▸ Exercise directions:
Reproduce only the lines that run from the line with "pick out the man" to the last line of the material, both ends included, exactly as they appear.

▸ Collected data entries:
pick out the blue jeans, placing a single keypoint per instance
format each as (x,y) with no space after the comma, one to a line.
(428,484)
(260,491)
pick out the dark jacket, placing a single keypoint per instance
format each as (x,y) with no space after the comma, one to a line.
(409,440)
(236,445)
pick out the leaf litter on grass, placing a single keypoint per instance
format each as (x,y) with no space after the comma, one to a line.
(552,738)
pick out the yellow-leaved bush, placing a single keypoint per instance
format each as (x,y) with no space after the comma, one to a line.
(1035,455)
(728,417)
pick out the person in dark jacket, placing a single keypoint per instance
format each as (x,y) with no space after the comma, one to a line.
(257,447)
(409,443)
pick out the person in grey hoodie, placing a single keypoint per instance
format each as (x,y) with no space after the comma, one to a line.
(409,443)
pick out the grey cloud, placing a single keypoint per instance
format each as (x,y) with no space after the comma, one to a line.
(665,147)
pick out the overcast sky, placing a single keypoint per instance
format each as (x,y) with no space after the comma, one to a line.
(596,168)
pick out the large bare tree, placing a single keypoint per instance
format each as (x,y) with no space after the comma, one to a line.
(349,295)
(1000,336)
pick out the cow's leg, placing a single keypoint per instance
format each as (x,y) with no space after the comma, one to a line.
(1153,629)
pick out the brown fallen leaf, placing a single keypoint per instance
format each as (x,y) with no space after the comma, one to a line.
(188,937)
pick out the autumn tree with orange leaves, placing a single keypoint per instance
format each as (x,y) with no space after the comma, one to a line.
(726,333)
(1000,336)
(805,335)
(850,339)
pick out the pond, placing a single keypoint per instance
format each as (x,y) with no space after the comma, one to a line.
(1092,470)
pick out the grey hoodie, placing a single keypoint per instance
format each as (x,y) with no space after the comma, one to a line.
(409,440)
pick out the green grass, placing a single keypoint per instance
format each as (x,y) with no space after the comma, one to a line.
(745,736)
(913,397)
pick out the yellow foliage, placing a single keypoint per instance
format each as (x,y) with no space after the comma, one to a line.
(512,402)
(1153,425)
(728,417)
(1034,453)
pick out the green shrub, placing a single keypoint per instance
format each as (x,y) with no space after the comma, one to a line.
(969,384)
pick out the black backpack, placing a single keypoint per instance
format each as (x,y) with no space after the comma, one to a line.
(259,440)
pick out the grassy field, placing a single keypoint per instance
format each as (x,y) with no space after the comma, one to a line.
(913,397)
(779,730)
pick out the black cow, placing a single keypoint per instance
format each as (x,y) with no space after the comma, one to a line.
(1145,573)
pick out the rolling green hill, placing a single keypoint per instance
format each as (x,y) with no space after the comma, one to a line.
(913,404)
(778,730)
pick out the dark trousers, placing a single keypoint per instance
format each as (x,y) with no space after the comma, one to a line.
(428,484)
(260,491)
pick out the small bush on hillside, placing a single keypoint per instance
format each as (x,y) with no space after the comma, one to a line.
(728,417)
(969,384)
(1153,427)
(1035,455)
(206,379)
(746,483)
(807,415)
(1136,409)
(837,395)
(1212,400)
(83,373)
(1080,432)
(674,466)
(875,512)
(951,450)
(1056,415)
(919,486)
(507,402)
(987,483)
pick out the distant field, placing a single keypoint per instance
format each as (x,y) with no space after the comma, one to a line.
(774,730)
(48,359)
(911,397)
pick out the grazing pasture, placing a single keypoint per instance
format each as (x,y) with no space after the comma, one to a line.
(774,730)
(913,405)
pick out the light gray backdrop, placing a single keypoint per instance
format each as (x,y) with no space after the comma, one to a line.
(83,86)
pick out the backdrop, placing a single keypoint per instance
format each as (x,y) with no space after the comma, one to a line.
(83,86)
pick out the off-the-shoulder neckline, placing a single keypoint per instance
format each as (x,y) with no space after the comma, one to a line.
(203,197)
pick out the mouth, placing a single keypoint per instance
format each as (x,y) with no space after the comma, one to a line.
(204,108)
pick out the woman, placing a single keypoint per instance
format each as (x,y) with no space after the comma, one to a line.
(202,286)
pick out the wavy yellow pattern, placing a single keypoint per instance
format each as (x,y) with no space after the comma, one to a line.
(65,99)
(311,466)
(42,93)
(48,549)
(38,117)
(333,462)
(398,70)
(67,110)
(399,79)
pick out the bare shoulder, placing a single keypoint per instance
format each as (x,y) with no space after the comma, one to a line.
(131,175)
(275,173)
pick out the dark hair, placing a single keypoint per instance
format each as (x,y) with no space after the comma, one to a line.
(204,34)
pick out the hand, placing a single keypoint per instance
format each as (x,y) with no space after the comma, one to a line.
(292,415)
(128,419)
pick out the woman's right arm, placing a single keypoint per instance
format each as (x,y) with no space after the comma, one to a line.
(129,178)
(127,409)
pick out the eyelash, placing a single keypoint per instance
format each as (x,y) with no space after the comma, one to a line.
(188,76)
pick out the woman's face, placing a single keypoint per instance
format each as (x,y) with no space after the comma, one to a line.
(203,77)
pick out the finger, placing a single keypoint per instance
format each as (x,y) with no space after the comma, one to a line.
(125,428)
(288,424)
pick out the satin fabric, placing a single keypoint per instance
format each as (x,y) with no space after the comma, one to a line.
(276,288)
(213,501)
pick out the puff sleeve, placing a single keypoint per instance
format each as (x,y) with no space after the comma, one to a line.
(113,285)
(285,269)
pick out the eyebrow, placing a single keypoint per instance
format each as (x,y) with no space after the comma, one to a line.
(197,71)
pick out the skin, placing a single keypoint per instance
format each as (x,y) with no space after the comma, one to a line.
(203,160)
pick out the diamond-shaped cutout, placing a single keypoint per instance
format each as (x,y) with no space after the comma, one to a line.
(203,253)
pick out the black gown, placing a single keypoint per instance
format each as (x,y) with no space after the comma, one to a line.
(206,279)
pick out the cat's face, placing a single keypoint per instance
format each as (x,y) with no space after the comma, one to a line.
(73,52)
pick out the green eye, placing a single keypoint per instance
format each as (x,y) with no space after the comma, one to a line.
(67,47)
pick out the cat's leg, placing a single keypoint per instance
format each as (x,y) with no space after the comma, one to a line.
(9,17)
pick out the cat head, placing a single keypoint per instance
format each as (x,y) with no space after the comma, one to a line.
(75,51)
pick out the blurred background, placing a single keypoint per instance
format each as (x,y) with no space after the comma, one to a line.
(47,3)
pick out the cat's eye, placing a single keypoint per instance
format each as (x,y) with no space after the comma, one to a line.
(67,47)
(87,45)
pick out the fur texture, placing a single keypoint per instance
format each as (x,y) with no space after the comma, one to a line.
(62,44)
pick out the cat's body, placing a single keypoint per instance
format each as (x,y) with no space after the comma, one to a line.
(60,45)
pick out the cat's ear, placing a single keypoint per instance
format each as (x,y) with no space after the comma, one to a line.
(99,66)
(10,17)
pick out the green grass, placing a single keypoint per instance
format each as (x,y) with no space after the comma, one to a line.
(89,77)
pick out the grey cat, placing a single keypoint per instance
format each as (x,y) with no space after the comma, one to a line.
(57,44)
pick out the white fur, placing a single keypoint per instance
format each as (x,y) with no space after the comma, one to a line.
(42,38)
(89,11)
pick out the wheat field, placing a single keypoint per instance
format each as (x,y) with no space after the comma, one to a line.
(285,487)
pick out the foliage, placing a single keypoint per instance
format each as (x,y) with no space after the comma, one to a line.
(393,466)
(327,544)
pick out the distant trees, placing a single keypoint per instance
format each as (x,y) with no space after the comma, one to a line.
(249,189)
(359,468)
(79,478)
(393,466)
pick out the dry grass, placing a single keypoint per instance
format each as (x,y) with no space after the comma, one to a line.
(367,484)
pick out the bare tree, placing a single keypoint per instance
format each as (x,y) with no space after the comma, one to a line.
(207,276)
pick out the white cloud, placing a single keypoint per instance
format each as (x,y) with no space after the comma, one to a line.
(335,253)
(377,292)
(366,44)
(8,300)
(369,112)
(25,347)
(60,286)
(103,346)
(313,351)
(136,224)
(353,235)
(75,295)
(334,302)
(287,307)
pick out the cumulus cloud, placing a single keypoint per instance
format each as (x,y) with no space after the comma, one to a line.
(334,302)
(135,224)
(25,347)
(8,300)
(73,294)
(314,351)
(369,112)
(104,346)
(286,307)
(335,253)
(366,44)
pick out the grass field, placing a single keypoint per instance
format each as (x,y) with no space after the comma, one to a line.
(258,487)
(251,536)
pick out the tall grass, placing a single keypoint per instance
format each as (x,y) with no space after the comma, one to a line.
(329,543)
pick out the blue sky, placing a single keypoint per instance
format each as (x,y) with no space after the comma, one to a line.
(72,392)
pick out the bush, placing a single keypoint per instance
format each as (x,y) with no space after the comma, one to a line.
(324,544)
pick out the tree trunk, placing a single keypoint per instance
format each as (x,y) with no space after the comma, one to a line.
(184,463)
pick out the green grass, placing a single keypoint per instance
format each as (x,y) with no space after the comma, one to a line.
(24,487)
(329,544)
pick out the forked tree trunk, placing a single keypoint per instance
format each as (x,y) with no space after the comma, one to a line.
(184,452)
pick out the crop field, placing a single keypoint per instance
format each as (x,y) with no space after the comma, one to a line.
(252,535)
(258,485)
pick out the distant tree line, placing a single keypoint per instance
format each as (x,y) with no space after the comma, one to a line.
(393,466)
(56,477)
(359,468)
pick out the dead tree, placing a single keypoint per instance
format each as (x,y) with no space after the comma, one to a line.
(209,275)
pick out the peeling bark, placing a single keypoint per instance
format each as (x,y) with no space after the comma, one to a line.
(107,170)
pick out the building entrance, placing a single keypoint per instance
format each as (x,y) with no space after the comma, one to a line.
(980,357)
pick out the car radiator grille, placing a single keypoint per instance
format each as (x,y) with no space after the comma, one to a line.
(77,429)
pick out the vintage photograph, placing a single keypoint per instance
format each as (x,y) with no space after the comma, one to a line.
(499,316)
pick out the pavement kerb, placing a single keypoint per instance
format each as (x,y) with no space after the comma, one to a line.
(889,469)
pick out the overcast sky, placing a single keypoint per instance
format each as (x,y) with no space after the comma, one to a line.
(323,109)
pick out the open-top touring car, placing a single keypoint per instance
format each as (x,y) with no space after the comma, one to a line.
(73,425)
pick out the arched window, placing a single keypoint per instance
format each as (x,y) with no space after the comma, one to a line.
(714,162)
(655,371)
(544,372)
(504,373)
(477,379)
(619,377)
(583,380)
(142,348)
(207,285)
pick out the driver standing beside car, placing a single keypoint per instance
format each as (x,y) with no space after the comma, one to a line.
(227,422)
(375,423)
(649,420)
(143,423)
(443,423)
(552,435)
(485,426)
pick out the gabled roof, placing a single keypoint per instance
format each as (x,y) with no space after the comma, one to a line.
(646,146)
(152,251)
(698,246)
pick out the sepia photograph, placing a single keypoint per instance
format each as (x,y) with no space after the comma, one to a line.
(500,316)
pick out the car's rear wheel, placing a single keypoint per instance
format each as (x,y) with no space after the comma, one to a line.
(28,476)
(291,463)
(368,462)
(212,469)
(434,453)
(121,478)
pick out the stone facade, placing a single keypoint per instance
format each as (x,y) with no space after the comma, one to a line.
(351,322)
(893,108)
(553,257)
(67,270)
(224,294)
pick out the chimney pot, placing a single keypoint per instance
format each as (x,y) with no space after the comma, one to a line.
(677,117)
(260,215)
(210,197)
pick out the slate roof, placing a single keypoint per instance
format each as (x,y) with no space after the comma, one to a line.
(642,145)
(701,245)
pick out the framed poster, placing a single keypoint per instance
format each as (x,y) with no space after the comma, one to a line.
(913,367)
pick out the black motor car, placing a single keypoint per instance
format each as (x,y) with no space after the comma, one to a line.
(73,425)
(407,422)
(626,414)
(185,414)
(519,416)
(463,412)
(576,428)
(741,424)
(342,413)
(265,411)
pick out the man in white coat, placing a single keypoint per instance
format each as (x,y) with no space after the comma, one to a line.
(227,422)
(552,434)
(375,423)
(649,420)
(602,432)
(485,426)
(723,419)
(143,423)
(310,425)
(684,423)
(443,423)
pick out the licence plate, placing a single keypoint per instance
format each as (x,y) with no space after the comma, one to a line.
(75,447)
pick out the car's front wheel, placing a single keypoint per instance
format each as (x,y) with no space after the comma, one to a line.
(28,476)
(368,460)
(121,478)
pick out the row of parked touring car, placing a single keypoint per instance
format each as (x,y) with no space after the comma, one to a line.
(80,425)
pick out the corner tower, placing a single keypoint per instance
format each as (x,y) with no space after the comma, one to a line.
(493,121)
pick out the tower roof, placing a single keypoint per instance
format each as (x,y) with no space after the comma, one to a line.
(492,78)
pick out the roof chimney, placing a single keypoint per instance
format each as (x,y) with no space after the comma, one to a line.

▸ Full output:
pick out the man in white coat, placing a single keypoint per instance
format each as (x,y) with no space after the comma, one to a line.
(227,422)
(552,434)
(375,423)
(649,420)
(602,432)
(485,426)
(723,419)
(143,423)
(310,425)
(684,423)
(443,423)
pick out the licence plate, placing a single keypoint per instance
format each as (x,y) with no space after the comma, one to a line.
(75,447)
pick out the car's front wheel, placing a single keypoint per instance
format each as (x,y) with no space after the comma, one to a line.
(28,476)
(368,460)
(121,478)
pick out the row of parked touring car, placing a single keypoint per instance
format each as (x,y) with no space after the comma, one to a line.
(80,425)
pick out the corner tower, placing a single keypoint per instance
format each as (x,y) with no space after the comma, one to a line.
(493,121)
pick out the tower roof, placing a single keypoint per instance
format each as (x,y) with no space after the comma, one to a line.
(492,78)
pick out the roof chimney, placing a single keypoint per instance
format each as (x,y) with no space after the comma, one to a line.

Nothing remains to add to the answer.